**Text block**
A majority of people in the United States and many elsewhere are worried about the agenda proposed by Donald Trump as he comes into office. Today the leader of a women’s chorus wrote in an email, “I am particularly grateful for our community of heart-song during these post-presidential-election times. I have needed the healing that singing together brings.” An online Meet-Up announcement read, “Let’s come together and use the Wisdom of the Enneagram to meet what is arising in us and those around us. Now more than ever…” On January 20, 2017, people all over England will drop banners from bridges across the country “to send a simple, hopeful and unmistakable message: Build Bridges Not Walls.”
This US majority and our well-wishers abroad are opposed to the administrative agenda that is revealed day after day, but as an article appraising the work of the Occupy movement states, “An effective opposition movement . . . must challenge the structures and forces that brought Trump to power.” Another important article says, “Forwarding a jeering meme to people who agree with you [does] not constitute political action.” Gathering support from friends and fostering individual healing is essential at this time, but in addition, most of us are seeking ways to prevent the incoming administration from having its reckless way with us and with the planet.
The following paragraph introduces a US News and World Report article, “The Future of Resistance,” which previews the flavor of the messaging of twenty-five groups I’ve come across in recent days who are engaged in public policy advocacy.
Resistance: The word conjures up romantic images of occupied France during World War II: Citizen-spies eavesdropping on Nazi battle plans, perhaps, or clandestine underground meetings of rebel freedom fighters plotting their next hit-and-run attack. Yet this year “resistance” has taken on a new definition in the US, and it centers on grassroots political warfare against President-elect Donald Trump.
While I “resist” using the warlike language and imagery often employed, I share the sense that we’re in a battle. We are in opposition to racism, xenophobia, and misogyny; we defend principles like justice, solidarity, peace, and the conservation of life on Earth. The following brief survey offers a glimpse of what the Trump political resistance may be doing in the next four years and how individuals may participate.
Organizers hope the most visible effort on Saturday, January 21, 2017, will be the Women’s March on Washington. The march is a grassroots effort comprised of dozens of independent coordinators at the state level and helmed by four national co-chairs and a national coordinating committee. “We want to ensure that this country knows women are not happy,” said co-founder Tamika Mallory. “And when we get angry, change happens. We make things happen.” Women (and men) in almost every major city in the United States are planning simultaneous marches for those who can’t be in Washington, DC.
For months the iconic example of public policy resistance has been the tribes at Standing Rock Sioux Reservation. After the Obama administration denied Dakota Access Pipeline a key permit to finish construction, Native American activists warned that the win was only temporary and that Donald Trump, an investor in the pipeline corporation, would seek to quickly advance the project next year. Now indigenous activists are focusing on the company’s finances before Trump takes office in an effort to further strain the oil corporation and cause delays that might be disastrous for the project. The operator, Energy Transfer Partners (ETP), wrote in a filing this year that Dakota Access “committed to complete, test and have DAPL in service” by the start of 2017, and if the company did not meet its contract deadline, then its shipping partners had a “right to terminate their commitments.” As of January 1, however, the contracts had not been terminated.

**Provided information**
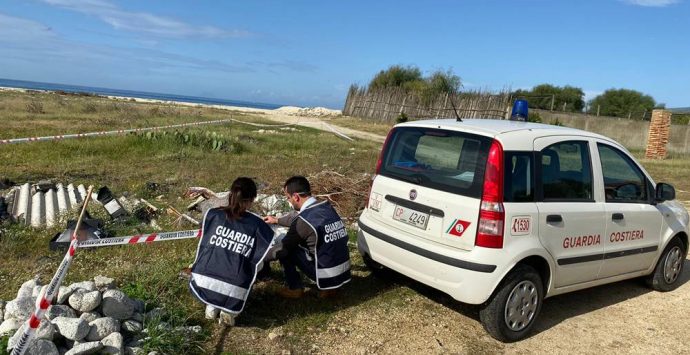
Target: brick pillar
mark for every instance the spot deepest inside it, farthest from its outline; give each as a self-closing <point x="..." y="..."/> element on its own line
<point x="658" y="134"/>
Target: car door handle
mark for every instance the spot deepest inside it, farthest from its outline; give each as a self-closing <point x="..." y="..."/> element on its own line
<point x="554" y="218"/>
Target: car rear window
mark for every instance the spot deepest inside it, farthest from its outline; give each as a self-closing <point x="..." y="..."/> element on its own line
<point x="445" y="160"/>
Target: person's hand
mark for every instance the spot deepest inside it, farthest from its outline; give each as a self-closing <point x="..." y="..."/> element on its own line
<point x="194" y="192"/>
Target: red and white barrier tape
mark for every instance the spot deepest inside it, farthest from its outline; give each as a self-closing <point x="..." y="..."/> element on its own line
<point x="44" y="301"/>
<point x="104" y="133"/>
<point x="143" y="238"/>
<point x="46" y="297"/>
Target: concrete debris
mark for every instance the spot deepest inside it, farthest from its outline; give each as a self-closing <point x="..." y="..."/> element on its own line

...

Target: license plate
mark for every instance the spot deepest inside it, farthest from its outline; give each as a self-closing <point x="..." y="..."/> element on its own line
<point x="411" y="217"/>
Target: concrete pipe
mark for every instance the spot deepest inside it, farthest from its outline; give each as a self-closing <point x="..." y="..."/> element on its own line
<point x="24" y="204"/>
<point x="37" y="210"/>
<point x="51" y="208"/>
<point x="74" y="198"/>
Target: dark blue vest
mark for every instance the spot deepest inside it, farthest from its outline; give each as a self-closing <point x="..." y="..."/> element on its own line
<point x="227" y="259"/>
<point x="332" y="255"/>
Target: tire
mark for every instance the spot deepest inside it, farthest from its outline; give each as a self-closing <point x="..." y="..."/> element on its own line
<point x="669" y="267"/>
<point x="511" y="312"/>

* * *

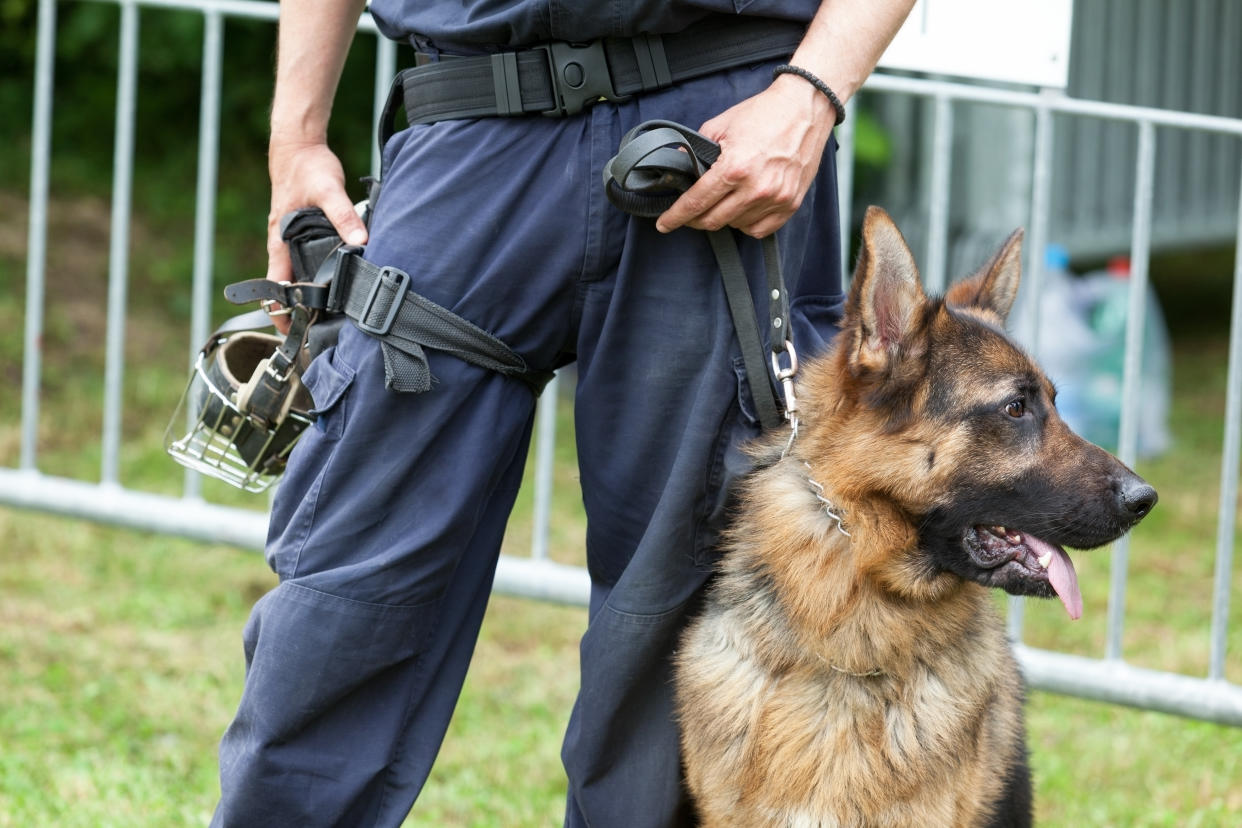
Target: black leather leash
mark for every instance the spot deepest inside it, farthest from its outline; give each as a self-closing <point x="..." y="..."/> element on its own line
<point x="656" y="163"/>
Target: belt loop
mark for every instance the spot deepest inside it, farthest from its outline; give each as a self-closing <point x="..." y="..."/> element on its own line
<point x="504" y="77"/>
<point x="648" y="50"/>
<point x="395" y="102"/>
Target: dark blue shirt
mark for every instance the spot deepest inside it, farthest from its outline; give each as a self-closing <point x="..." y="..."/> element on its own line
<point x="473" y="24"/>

**To do**
1. Answer these questions from the text on Trump resistance:
(a) What message will the banners dropped from bridges across England send?
(b) How many national co-chairs lead the Women's March on Washington?
(c) Which company operates the Dakota Access Pipeline?
2. Please rewrite the part of the text on Trump resistance that opens with the words containing "The following paragraph" and closes with "President-elect Donald Trump.", using "secret" in place of "clandestine".
The entries aren't needed for any of this.

**Solutions by task**
1.
(a) Build Bridges Not Walls.
(b) Four.
(c) Energy Transfer Partners (ETP).

2.
The following paragraph introduces a US News and World Report article, “The Future of Resistance,” which previews the flavor of the messaging of twenty-five groups I’ve come across in recent days who are engaged in public policy advocacy.
Resistance: The word conjures up romantic images of occupied France during World War II: Citizen-spies eavesdropping on Nazi battle plans, perhaps, or secret underground meetings of rebel freedom fighters plotting their next hit-and-run attack. Yet this year “resistance” has taken on a new definition in the US, and it centers on grassroots political warfare against President-elect Donald Trump.